▶ Requirement
Please give back the listing exactly, without any of its pictures.

▶ The input
=== Section Start ===

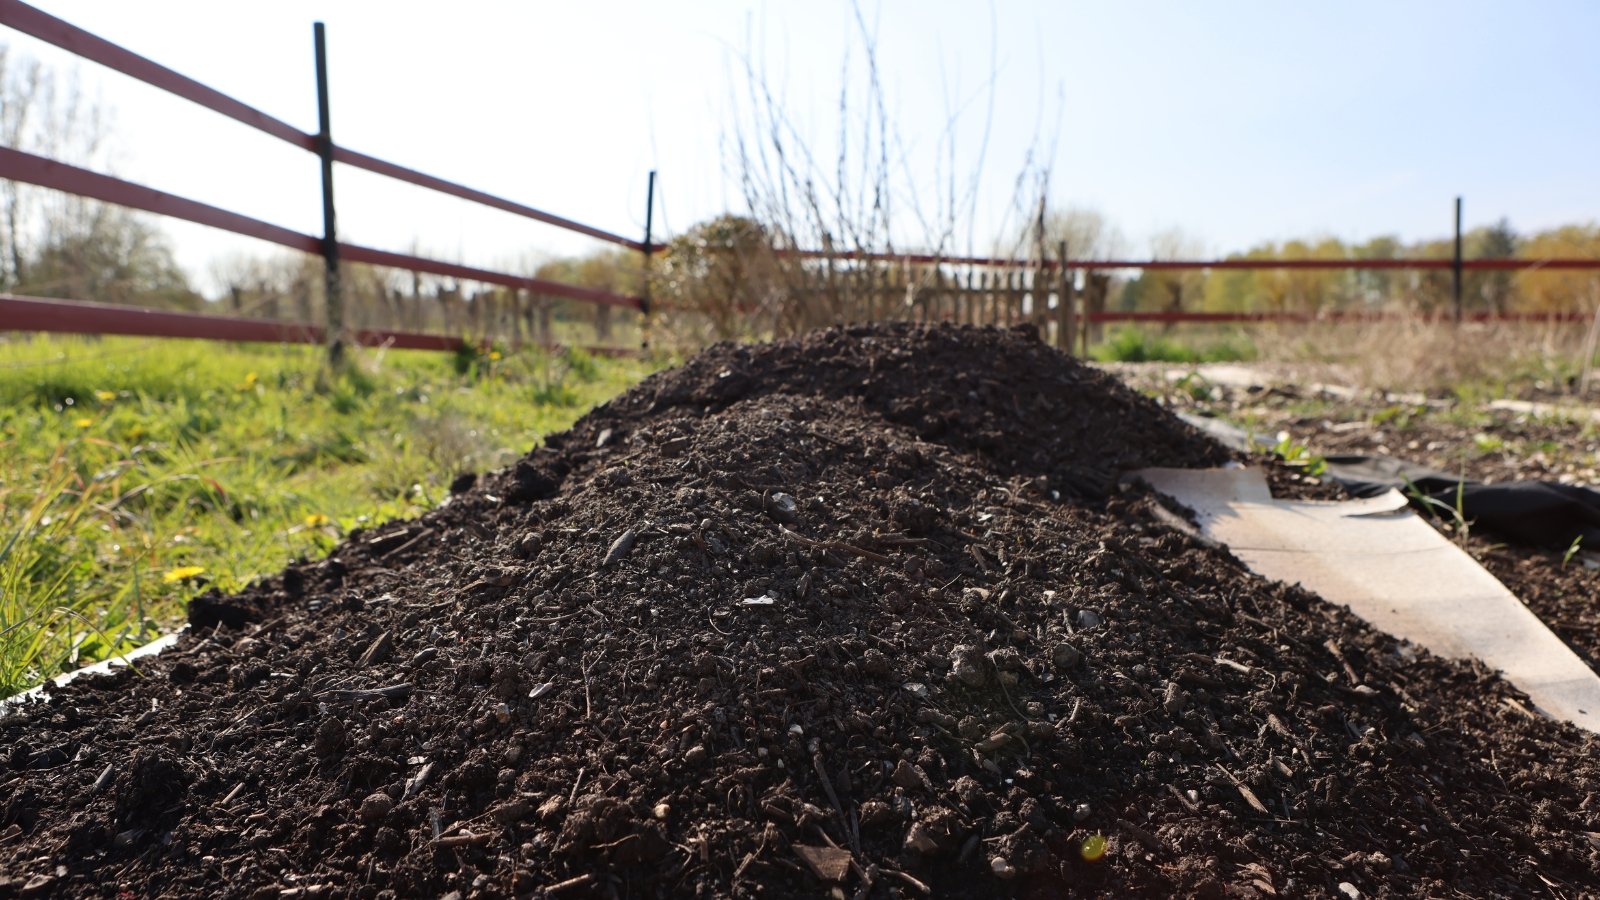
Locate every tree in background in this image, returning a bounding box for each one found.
[1039,208,1127,263]
[26,205,197,309]
[1350,235,1403,309]
[651,214,785,342]
[1466,218,1518,314]
[1124,228,1207,319]
[1040,207,1127,342]
[531,247,642,344]
[1,43,199,308]
[1518,224,1600,313]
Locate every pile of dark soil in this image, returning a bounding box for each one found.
[4,323,1598,899]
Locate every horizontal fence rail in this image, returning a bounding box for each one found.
[0,147,644,308]
[1087,309,1594,325]
[780,248,1600,272]
[0,294,642,356]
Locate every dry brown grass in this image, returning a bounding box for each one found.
[1247,317,1598,395]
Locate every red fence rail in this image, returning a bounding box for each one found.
[780,248,1600,272]
[0,293,642,356]
[1086,309,1593,325]
[0,0,654,354]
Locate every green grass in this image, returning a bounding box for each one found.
[0,336,661,697]
[1089,326,1257,364]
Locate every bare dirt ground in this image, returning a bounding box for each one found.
[3,328,1598,899]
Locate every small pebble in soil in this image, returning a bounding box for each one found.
[518,533,541,558]
[602,528,638,568]
[765,492,800,524]
[358,792,394,823]
[950,644,990,688]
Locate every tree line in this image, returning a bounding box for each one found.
[1116,219,1600,317]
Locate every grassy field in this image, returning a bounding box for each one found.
[0,336,659,697]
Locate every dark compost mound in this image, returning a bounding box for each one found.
[3,323,1598,899]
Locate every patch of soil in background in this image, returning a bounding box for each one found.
[3,324,1599,899]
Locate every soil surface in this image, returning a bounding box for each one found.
[4,324,1599,899]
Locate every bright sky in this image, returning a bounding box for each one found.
[7,0,1600,291]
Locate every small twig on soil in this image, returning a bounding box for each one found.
[320,683,412,703]
[526,608,588,625]
[581,651,604,720]
[871,533,929,548]
[569,766,587,806]
[1323,638,1361,685]
[1214,657,1252,675]
[883,867,931,894]
[1166,783,1199,813]
[851,864,876,900]
[221,782,245,807]
[433,831,494,849]
[1116,819,1169,855]
[90,763,114,795]
[378,528,432,561]
[993,671,1031,722]
[546,873,596,894]
[1214,764,1270,816]
[809,742,859,855]
[779,527,893,564]
[968,544,993,574]
[247,615,287,637]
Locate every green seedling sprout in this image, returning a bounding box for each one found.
[1562,535,1584,569]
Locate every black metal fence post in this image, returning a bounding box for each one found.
[314,22,343,363]
[1453,196,1463,324]
[641,169,656,349]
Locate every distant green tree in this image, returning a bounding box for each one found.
[1466,218,1517,314]
[24,205,199,309]
[652,214,785,341]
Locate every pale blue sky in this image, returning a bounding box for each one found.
[6,1,1598,287]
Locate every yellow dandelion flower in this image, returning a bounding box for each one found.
[95,390,117,402]
[304,513,331,528]
[163,565,206,584]
[488,350,502,361]
[1080,833,1108,863]
[74,417,93,428]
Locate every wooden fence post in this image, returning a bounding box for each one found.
[1059,240,1076,357]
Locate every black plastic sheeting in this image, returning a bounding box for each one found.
[1325,455,1600,552]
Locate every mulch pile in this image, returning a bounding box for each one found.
[4,323,1598,899]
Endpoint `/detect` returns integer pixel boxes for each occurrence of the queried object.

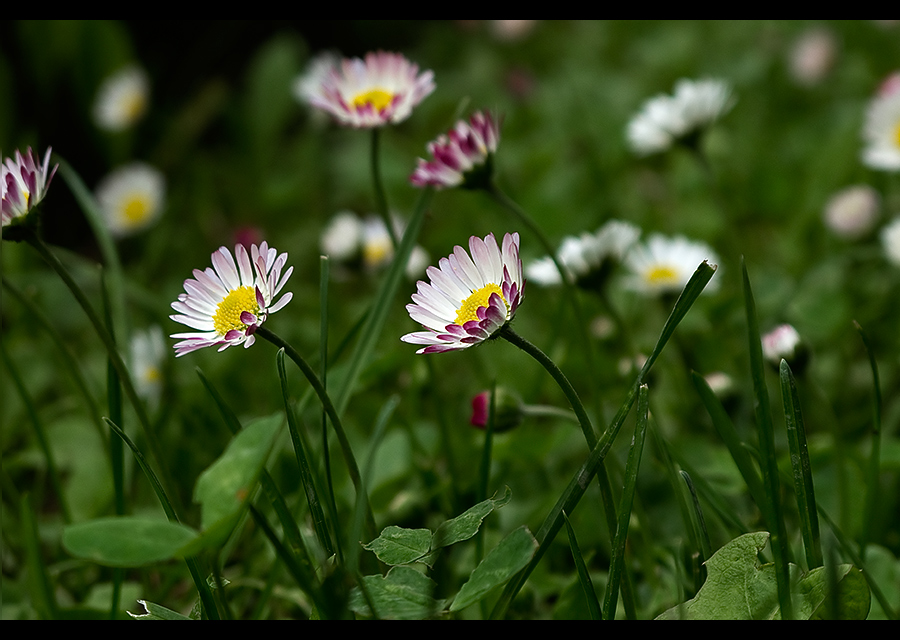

=== Section End ===

▶ Task response
Locate every tree in background in this image, returning a bounding box for each one found.
[1039,208,1127,263]
[26,205,197,309]
[1350,235,1403,309]
[651,214,785,342]
[1466,218,1518,314]
[1124,228,1207,319]
[1040,207,1127,342]
[531,247,642,344]
[1,43,199,308]
[1518,224,1600,313]
Locate every pile of dark soil in this image, returning a bounding box for each one found.
[4,323,1598,899]
Locate every horizontal fence rail in this image, returning a bounding box for each one found.
[0,147,644,308]
[1087,309,1594,325]
[780,248,1600,272]
[0,294,642,356]
Locate every dry brown grass in this image, returning a bounding box for each one found.
[1247,317,1598,395]
Locate every red fence rail in this image, returning a bounding box for each one found.
[780,248,1600,272]
[0,293,642,356]
[1086,309,1593,325]
[0,0,654,354]
Locate every green grass in this image, returning a bounding box for each one found.
[0,336,661,697]
[1089,326,1257,364]
Locate every bare dirt ground in this image, returning a bounding box for each one found.
[3,328,1598,899]
Locate every small pebble in soil in this image, returning a bounding box for each one found.
[518,533,541,558]
[602,528,638,568]
[765,492,800,524]
[358,792,394,823]
[950,644,990,688]
Locate every tree line in this image, returning a bounding box for each one found.
[1116,219,1600,317]
Locate every grassy field in this image, returning a bounding box for each one found.
[0,336,659,697]
Locate every dark compost mound in this image, returning a bounding box for each one found.
[3,323,1598,899]
Locate every patch of soil in background in this image, returning a bounding box for each one found.
[3,324,1599,899]
Locate every soil surface in this image, returning a bounding box for each one found.
[4,324,1599,899]
Locate every bright sky in this image, returning a bounding box for each one found.
[7,0,1600,291]
Locate every small twig on soil in this image, returning a bounding box for each one found.
[320,683,412,703]
[526,608,588,625]
[581,651,604,720]
[871,533,929,548]
[569,766,587,806]
[1323,638,1361,685]
[1214,657,1252,675]
[883,867,931,894]
[1166,783,1199,813]
[851,864,876,900]
[221,782,245,807]
[433,831,494,849]
[1116,819,1169,855]
[90,763,114,795]
[378,528,432,561]
[993,671,1031,722]
[546,873,596,894]
[1214,764,1270,816]
[809,742,859,855]
[779,527,893,564]
[968,544,993,574]
[247,615,287,637]
Locate every green seedling sprout in this image, returning a bounding box for each one found.
[1562,535,1584,569]
Locate every black metal fence post in this image, returning a bounding box for each one found.
[314,22,343,363]
[1453,196,1463,324]
[641,169,656,349]
Locate every distant green tree in this image, returning a bounding box for each one found.
[1466,218,1517,314]
[24,205,199,309]
[652,214,785,341]
Locate every pale blue sky in this image, returning a bounding box for each one found.
[6,1,1598,287]
Locate every yellow dandelion flower in this image, returning a bounding box for each one found.
[95,390,117,402]
[304,513,331,528]
[163,565,206,584]
[488,350,502,361]
[1080,833,1108,863]
[74,417,93,428]
Locate every wooden fence post in this image, returning a bounding box for each one found.
[1059,240,1076,357]
Locate every black plastic sheeting in this image, returning a bounding box for each one found.
[1325,455,1600,552]
Locate every mulch pile in this image, returning a bounding box for each one found.
[4,323,1598,899]
Endpoint `/detect` returns integer pixel boxes for each occurrence of the queried object.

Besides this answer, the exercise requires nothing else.